» What you will do
How many lines of the entries below contain the string "logo", with case counting? Give only the number.

▬▬▬

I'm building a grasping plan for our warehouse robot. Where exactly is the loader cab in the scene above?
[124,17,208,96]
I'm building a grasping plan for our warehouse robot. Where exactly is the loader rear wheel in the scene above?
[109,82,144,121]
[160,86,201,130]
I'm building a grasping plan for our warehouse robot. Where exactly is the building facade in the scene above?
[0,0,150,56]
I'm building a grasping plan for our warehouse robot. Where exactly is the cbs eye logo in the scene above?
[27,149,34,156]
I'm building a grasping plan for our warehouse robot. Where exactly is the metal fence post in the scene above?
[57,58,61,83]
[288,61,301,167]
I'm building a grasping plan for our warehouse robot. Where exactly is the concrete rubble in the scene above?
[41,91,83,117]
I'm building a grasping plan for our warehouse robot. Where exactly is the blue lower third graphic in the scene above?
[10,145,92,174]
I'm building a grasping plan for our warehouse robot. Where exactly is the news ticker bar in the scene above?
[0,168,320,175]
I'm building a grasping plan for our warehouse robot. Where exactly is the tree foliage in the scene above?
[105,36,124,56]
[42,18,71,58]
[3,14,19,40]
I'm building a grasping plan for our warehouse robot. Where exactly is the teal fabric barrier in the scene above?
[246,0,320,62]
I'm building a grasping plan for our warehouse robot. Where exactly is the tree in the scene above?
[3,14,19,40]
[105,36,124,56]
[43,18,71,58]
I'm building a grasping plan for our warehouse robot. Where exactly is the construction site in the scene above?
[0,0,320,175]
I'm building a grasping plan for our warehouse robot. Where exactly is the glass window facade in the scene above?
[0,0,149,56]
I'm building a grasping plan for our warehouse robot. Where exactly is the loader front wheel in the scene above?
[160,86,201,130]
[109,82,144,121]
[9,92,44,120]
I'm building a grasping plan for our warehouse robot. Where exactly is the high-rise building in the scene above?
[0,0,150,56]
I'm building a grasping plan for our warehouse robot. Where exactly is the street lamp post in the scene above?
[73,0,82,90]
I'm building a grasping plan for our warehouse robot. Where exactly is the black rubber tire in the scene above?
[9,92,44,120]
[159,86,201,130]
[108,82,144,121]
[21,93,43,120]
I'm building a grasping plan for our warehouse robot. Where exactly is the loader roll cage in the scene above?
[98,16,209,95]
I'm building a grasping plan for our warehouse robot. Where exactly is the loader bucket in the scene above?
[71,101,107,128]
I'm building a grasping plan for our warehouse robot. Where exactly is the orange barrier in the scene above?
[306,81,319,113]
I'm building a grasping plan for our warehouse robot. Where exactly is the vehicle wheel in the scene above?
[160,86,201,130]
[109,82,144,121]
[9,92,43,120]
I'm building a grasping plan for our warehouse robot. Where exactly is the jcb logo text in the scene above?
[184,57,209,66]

▬▬▬

» Solution below
2